● The request
Copy the data exactly as it appears, and do not include any pictures.

Pointing and labeling entries
========
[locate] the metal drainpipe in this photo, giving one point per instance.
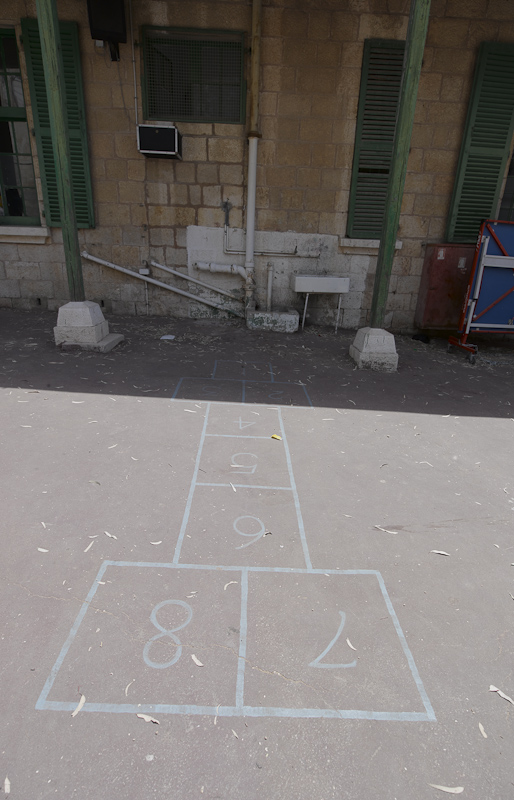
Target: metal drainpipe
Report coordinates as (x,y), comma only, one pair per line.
(253,139)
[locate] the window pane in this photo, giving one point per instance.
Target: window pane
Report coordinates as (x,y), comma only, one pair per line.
(4,97)
(15,91)
(31,203)
(11,53)
(507,204)
(21,136)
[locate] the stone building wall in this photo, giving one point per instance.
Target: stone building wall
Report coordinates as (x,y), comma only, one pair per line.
(310,77)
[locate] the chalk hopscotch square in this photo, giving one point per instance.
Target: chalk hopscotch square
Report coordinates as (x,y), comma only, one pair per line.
(239,420)
(242,461)
(250,527)
(282,394)
(141,627)
(298,657)
(209,389)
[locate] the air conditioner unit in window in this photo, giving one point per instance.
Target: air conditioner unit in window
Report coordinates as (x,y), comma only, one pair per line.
(159,141)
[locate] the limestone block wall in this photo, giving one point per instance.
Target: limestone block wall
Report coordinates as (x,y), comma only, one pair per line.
(310,77)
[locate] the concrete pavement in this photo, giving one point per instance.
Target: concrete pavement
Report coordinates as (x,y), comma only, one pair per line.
(274,603)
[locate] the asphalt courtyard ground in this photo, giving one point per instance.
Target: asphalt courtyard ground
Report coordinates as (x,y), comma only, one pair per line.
(257,572)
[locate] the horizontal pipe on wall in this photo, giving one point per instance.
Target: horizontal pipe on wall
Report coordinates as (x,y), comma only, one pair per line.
(194,280)
(234,269)
(155,282)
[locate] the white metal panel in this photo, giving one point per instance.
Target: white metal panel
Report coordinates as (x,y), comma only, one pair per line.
(321,284)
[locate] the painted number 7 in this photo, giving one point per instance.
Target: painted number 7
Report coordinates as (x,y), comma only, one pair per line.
(316,661)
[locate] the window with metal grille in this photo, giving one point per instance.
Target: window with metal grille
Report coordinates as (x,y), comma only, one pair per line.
(76,118)
(485,146)
(193,76)
(382,65)
(18,196)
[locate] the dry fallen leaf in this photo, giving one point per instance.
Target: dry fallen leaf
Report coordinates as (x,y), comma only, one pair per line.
(81,703)
(502,694)
(380,528)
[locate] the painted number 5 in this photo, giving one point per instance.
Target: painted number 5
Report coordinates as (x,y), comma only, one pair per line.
(240,460)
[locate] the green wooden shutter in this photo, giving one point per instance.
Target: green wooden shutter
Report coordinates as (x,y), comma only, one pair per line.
(382,66)
(76,123)
(486,143)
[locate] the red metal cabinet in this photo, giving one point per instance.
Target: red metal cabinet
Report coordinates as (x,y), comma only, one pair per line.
(444,281)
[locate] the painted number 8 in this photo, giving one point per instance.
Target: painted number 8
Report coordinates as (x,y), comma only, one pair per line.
(170,633)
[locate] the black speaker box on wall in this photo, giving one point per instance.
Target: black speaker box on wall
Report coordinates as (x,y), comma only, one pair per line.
(107,20)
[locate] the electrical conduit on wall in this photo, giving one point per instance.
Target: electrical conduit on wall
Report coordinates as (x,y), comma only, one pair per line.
(253,139)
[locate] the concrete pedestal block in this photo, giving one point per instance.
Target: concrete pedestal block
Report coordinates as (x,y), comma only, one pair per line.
(278,321)
(82,325)
(374,348)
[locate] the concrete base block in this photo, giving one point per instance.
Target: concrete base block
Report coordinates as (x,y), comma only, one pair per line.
(103,346)
(278,321)
(374,348)
(82,325)
(80,334)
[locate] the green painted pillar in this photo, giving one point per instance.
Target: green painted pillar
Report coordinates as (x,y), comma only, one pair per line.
(54,79)
(414,47)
========
● Problem solution
[locate] the metal drainpipe in this photo, giving one point per instance.
Target: metal drainpipe
Report coordinates as (x,y), comma only, one pair per line.
(253,139)
[locate] the window pane in this photo, giving one point per instance.
Target: window pane
Report coordinates as (x,y), comma only, one pair per line.
(4,97)
(15,91)
(31,203)
(11,53)
(507,204)
(21,136)
[locate] the stone building wall in this photo, giving one point per instance.
Target: stone building wall
Report coordinates as (x,y), comma only, one pair per line.
(310,77)
[locate] the chalk hopscotch square in this photo, giving one point per instance.
Target: chalk hopscotch square
Report coordinates as (x,y), comma only, one pair per line.
(239,420)
(242,461)
(250,527)
(282,394)
(141,627)
(298,657)
(209,389)
[locate] the air conditioner unit in window in this photo, giving one point per instance.
Target: air conditioner unit in window
Report coordinates as (x,y), comma only, one pair per line.
(159,141)
[locate] the limestone block wall in this photo, giving one point per instance.
Target: limestone block wall
Report coordinates as (x,y), comma only, one pair per line.
(310,77)
[locate] the concrete pavement in this photo, giving one point per instance.
Target: concrete pavement
Report coordinates as (x,y), comma only, one pair per line.
(274,603)
[locate] the asphalt courtyard ground in this photo, giving one point per instance.
Target: asphalt courtyard ground
Report coordinates as (x,y), comma only, one pair per line.
(257,572)
[locate] the horizontal pipe on wall in this photo, giving one point per instance.
Target: horizontal pipe on wall
Report coordinates as (x,y), comma only, one pair per line.
(194,280)
(234,269)
(155,282)
[locate] the white metal panel in this photo, giving one point per instance.
Target: white metal panel
Report coordinates as (x,y), comma only, one pair per line.
(321,284)
[locate] the painted number 7 in this photo, giving one point per instance.
Target: painted number 7
Report coordinates as (x,y), comma only, one pair per line.
(316,661)
[locate] the window with metal grille in this photo, giving one point per instance.
Target: window with metal grille
Report coordinates as (x,y), comma only, one pair per line.
(76,118)
(485,146)
(193,76)
(382,65)
(18,196)
[locate] the dry fallen leaf in this photo, giving one point per instance.
Target: dry fallen leaf
Report coordinates as (x,y), comma only, one pair per line.
(81,703)
(502,694)
(380,528)
[locate] the painted number 5 in this photo, giving one point per instance.
Target: painted number 5
Report coordinates as (x,y), comma only, one pair per line.
(240,460)
[locate] the green wooden shutter in this photo, giving one point per instance.
Target: green wooden shutter
Report coordinates as (x,y), comma only, one pair per line.
(382,66)
(76,123)
(486,143)
[locate] the red metal cabinet in this photo, giving one point per instance.
Target: red metal cabinet
Report coordinates as (x,y), comma only, one pair per line.
(444,281)
[locate] the painted number 8 in this photo, giving one point per instance.
Target: painted number 8
Report coordinates as (x,y), comma only, one pair per line.
(170,633)
[locate] the black speaker box on wall in this photo, giving one point per instance.
Target: black speaker box on wall
Report coordinates as (x,y), comma only, one pair per line.
(107,20)
[locate] the electrical conduit on wall in this photo, giving one point per instance.
Target: electrical conduit on wall
Report coordinates as (x,y), comma only, one pair per line.
(253,139)
[locate] the concrete pedestal block in this photo, giving one point per instance.
Target: concrete pedestal block
Report coordinates as (x,y), comma only, one pair per line.
(278,321)
(82,325)
(374,348)
[locate] the concrete base block in this photo, giving one point per instance.
Target: concrete base block
Report coordinates as (x,y), comma only, one pair per line.
(103,346)
(278,321)
(374,348)
(82,325)
(80,334)
[locate] the green painted pillar in this photo, giving one point per instance.
Target: green painted pillar
Report coordinates as (x,y), comma only, one pair per line.
(54,79)
(414,47)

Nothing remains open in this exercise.